### EXERCISE
Go to the line that contains "Can you find the wooden" and extract it along with every line after it, exactly, through the end of the data below.

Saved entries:

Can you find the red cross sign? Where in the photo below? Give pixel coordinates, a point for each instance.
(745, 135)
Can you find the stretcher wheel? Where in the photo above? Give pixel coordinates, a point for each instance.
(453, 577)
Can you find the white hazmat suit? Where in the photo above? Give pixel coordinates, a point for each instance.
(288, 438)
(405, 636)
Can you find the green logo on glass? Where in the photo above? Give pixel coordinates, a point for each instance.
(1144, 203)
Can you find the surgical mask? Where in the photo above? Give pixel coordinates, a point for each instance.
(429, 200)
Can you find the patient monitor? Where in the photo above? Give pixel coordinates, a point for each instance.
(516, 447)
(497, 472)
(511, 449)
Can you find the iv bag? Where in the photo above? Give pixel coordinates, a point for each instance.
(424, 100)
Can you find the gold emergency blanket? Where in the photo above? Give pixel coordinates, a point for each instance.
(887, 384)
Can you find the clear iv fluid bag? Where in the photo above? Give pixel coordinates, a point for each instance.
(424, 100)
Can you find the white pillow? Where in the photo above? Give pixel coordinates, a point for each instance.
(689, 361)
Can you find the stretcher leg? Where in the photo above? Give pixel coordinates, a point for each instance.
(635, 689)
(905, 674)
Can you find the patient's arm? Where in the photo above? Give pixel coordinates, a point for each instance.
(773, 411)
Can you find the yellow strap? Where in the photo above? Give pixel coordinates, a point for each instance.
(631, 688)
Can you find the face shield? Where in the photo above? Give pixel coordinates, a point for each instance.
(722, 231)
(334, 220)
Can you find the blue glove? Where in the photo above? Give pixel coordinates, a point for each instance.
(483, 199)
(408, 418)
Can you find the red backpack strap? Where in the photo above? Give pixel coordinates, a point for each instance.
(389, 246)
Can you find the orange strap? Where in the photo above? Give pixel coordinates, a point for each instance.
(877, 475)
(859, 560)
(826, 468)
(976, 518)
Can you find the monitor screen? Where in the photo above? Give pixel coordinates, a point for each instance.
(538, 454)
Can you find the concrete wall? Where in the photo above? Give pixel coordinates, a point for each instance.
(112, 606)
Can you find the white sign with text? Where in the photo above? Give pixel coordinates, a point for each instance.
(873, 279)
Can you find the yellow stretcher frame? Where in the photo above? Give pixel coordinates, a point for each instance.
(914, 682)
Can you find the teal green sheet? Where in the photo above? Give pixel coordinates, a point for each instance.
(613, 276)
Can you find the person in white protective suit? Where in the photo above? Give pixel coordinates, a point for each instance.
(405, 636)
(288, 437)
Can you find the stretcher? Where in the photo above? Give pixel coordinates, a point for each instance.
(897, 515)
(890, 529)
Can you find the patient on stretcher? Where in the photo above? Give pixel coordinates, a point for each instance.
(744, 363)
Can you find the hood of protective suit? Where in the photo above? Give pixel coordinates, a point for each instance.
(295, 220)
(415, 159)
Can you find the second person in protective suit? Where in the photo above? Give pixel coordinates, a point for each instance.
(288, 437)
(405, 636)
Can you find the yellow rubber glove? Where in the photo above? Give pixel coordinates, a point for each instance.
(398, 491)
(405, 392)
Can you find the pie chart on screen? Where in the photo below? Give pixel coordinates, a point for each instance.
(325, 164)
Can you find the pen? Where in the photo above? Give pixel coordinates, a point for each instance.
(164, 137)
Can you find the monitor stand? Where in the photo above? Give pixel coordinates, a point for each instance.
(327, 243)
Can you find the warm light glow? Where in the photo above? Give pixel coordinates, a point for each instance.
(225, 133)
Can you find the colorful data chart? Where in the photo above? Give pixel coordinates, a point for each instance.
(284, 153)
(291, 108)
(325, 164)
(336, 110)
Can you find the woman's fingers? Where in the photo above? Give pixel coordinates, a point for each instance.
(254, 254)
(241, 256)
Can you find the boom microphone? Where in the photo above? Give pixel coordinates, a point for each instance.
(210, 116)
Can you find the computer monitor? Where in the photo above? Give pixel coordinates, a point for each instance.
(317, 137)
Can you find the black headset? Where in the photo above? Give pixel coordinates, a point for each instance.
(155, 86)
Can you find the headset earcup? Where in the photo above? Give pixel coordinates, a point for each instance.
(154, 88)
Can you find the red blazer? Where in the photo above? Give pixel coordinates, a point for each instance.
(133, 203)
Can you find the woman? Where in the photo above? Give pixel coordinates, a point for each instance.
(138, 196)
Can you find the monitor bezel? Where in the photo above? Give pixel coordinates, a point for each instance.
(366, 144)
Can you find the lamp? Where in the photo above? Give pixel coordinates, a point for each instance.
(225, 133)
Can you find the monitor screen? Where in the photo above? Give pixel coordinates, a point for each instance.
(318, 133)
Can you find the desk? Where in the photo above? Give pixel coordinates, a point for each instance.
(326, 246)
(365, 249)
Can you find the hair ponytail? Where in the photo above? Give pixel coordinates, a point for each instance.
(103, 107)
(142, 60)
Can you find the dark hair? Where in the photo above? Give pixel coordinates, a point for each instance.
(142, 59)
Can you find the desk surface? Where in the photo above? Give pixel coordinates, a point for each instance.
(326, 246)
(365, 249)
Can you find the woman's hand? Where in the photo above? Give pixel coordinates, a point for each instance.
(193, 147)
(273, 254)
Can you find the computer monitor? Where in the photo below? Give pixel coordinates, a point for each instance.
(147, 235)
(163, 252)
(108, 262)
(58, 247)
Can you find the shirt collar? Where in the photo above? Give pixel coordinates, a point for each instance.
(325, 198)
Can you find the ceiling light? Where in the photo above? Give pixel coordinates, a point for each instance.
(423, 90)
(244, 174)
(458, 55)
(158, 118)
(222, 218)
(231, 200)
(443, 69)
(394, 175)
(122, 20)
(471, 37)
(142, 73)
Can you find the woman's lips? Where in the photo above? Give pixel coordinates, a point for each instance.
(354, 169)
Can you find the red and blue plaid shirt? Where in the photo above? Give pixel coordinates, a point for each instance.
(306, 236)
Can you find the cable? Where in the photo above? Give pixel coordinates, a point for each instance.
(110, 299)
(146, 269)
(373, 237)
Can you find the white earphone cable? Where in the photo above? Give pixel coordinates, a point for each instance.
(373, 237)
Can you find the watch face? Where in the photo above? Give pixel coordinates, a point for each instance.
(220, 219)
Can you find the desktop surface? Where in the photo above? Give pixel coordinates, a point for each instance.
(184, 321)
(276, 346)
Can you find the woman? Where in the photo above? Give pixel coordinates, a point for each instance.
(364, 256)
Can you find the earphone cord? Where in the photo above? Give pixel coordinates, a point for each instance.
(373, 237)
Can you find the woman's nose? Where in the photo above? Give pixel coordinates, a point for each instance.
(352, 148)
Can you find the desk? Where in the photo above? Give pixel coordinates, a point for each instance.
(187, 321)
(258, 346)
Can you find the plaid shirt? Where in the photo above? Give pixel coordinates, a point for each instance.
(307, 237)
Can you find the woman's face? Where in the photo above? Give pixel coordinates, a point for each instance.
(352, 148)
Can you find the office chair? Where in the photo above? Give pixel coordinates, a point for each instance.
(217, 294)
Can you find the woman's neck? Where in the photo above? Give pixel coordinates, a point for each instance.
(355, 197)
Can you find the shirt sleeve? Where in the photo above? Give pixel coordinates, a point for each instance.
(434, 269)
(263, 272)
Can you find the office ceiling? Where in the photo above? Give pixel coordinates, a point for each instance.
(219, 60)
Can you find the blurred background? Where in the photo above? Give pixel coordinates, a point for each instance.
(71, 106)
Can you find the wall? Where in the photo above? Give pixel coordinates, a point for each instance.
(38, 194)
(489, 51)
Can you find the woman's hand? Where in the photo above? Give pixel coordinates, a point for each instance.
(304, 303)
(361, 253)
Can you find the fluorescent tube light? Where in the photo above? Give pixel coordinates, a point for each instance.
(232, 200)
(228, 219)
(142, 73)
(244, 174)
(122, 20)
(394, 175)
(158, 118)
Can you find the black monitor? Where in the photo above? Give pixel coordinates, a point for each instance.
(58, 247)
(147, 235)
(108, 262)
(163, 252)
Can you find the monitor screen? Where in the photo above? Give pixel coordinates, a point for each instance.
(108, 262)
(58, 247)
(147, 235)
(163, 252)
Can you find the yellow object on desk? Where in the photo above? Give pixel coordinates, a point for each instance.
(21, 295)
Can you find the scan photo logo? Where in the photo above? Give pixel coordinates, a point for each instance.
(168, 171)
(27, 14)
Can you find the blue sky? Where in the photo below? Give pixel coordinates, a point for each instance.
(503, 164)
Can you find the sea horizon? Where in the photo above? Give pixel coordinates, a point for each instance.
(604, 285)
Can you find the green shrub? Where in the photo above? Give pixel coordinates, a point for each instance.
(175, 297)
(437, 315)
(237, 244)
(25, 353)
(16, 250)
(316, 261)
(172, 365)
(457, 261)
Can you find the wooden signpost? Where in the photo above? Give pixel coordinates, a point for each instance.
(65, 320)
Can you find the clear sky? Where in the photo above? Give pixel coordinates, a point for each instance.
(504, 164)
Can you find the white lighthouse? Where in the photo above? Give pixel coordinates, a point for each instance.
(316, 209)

### ANSWER SPACE
Can you find the wooden signpost? Where in the photo above? Give pixel coordinates, a point for each instance.
(65, 320)
Can you find the clear sky? Where in the photo above? Give pixel coordinates, a point for each instance.
(504, 164)
Can you find the white lighthouse? Where in the photo above? Give pixel coordinates, a point for each instance.
(316, 209)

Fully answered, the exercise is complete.